◆ **What the exercise asks**: Please copy exactly the line containing "trace: house window" and every line after it, through the last line of the records below, leaving out all pictures.

[Dataset entries]

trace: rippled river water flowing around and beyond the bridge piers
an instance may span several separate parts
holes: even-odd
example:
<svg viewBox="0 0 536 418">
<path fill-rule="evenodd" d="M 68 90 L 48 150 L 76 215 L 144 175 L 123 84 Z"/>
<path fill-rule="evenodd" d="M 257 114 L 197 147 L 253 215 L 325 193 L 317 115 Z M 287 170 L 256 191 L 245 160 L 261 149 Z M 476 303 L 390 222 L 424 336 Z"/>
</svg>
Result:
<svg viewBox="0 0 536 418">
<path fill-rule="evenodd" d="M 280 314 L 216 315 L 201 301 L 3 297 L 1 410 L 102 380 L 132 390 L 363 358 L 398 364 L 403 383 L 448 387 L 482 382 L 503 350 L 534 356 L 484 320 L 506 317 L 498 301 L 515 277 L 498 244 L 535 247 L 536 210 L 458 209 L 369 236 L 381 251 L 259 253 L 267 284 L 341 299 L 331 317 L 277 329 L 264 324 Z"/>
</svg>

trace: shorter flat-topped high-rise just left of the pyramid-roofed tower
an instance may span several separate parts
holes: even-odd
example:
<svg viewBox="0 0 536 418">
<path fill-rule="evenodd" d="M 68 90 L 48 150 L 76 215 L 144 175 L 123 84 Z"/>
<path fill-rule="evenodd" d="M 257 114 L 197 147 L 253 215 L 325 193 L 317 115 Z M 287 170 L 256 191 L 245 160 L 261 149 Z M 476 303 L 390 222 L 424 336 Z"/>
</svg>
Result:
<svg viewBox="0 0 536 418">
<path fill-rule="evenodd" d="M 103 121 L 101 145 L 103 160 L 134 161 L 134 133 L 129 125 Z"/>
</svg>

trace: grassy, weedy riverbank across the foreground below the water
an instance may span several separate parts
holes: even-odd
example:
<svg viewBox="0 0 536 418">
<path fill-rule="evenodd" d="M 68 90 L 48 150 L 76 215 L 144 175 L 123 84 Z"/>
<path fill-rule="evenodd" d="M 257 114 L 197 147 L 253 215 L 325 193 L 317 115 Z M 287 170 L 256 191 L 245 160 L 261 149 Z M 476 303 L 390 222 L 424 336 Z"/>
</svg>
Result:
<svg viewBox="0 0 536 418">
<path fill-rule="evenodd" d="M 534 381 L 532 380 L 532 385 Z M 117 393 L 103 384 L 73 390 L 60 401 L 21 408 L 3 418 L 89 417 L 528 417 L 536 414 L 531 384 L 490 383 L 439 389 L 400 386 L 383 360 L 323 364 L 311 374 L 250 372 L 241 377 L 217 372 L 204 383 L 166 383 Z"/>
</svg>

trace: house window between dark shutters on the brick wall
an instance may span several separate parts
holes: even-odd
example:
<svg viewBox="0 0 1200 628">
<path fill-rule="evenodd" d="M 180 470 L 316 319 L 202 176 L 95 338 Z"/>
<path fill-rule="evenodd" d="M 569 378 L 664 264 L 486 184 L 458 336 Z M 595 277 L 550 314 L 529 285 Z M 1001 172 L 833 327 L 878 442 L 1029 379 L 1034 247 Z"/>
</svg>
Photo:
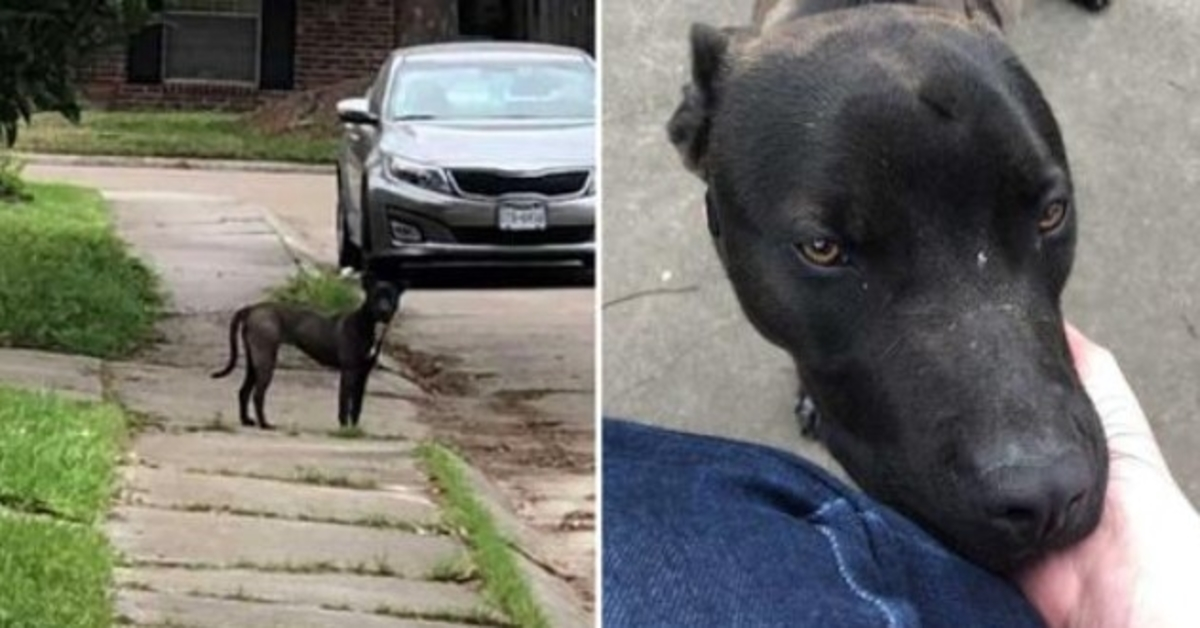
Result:
<svg viewBox="0 0 1200 628">
<path fill-rule="evenodd" d="M 163 78 L 258 83 L 263 0 L 166 0 Z"/>
</svg>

◆ **Answer space**:
trace: house window between dark shutters on the brick wall
an instance may span several separate parts
holes: even-odd
example:
<svg viewBox="0 0 1200 628">
<path fill-rule="evenodd" d="M 180 470 L 316 319 L 202 176 L 95 338 Z"/>
<path fill-rule="evenodd" d="M 569 378 L 664 264 L 486 184 L 458 336 Z M 595 277 L 550 314 L 529 285 Z M 1001 172 L 833 327 L 878 442 L 1029 379 L 1034 247 Z"/>
</svg>
Photo:
Result:
<svg viewBox="0 0 1200 628">
<path fill-rule="evenodd" d="M 163 78 L 258 83 L 263 0 L 166 0 Z"/>
</svg>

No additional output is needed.